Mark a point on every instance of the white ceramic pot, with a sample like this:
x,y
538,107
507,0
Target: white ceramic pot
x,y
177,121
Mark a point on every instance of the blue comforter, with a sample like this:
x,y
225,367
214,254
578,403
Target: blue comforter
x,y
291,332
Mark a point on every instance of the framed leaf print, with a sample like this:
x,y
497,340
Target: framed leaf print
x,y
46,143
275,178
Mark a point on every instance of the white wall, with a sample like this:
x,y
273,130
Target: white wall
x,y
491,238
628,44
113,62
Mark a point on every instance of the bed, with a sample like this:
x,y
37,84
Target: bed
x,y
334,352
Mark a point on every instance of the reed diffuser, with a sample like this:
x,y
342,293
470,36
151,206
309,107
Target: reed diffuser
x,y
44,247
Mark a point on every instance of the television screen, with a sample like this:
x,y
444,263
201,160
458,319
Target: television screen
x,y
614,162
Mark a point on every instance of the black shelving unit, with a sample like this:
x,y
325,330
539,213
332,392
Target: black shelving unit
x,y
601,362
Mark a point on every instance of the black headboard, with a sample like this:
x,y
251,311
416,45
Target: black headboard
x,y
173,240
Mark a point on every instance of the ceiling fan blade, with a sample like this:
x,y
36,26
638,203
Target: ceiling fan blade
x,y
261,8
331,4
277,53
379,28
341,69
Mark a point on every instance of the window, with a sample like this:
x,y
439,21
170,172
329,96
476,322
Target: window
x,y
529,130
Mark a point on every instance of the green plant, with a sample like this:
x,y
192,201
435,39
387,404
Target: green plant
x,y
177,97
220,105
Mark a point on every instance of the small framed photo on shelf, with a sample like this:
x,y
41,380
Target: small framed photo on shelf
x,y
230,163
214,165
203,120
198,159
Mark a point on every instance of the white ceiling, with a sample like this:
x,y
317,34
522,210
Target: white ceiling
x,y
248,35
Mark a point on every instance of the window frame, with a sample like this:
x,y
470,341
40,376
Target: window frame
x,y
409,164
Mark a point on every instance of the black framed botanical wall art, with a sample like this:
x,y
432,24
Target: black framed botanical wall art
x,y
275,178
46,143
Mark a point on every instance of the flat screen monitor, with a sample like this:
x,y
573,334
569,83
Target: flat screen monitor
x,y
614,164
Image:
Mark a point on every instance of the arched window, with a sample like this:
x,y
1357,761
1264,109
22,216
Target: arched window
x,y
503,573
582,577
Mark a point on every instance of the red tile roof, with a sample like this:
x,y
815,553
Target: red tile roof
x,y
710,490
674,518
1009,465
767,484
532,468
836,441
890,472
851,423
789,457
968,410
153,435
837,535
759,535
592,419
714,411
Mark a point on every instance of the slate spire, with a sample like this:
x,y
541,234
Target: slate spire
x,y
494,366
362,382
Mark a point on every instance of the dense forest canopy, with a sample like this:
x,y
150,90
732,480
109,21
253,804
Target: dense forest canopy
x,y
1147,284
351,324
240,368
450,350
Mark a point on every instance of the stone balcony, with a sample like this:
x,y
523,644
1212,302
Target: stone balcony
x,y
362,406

__________________________________________________

#### [Exercise task]
Rescale the listing from the line containing "Mark a point on every instance of the ceiling" up to and including its final line. Reproduce all of those lines, requests included, with each answer coordinate multiplied by 1.4 and rounded to a whole number (halves up), leaving the request sample coordinates unchanged, and output nothing else.

#### [Result of this task]
Mark a point on every instance of the ceiling fan blade, with a sample like this:
x,y
36,26
638,203
Target: ceiling fan blade
x,y
365,11
463,6
388,74
531,39
477,97
Mark a point on every instance of the window, with a sample like this:
x,y
439,21
170,172
329,96
476,322
Target: window
x,y
741,182
Mark a point on every instance of the green plant, with a sample like this:
x,y
192,201
435,39
387,404
Target: green plant
x,y
248,136
308,147
Mark a point on every instance of the small framed photo on shelf, with a sample like this:
x,y
41,380
Target: small framed photo on shelf
x,y
322,228
300,231
284,168
277,223
Mark a point on every instance of the white ceiling, with a sample like this:
x,y
317,34
522,210
Target: white ceiling
x,y
347,49
Mark a point on every instance of the window frame, with a sample like this:
x,y
470,341
40,376
Target: window frame
x,y
573,230
Mark a point on every instance of the black framed botanical wall art, with a sample like this:
x,y
432,24
Target: black framed botanical wall art
x,y
385,249
64,200
Mark a point on every instance of the flat screen monitor, with a sample like this:
x,y
573,334
569,83
Target: flat screen monitor
x,y
860,230
Image:
Mark a point on every instance of the arched window, with a sample like this:
x,y
1357,761
1264,109
22,216
Target: arched window
x,y
704,802
815,808
Mark a point on every instance of the red tile roof, with a sample like this:
x,y
815,553
Target: red tile roof
x,y
994,686
944,725
1413,651
1074,678
745,655
1170,617
1246,661
1191,592
1105,640
1355,574
214,609
1172,749
1063,749
829,587
1000,575
Mark a point on every instance of the slate spire, with a sample like this:
x,y
541,234
Target: slate spire
x,y
692,512
507,535
Mark a point on every instance of the dense forest canopy, with a sample like this:
x,y
150,90
732,480
109,21
253,804
Target: dense forest canopy
x,y
1606,398
491,454
336,515
630,490
Mark a point on every instance of the stone balcony, with a sample like this:
x,y
523,644
1212,302
Target: stone balcony
x,y
507,568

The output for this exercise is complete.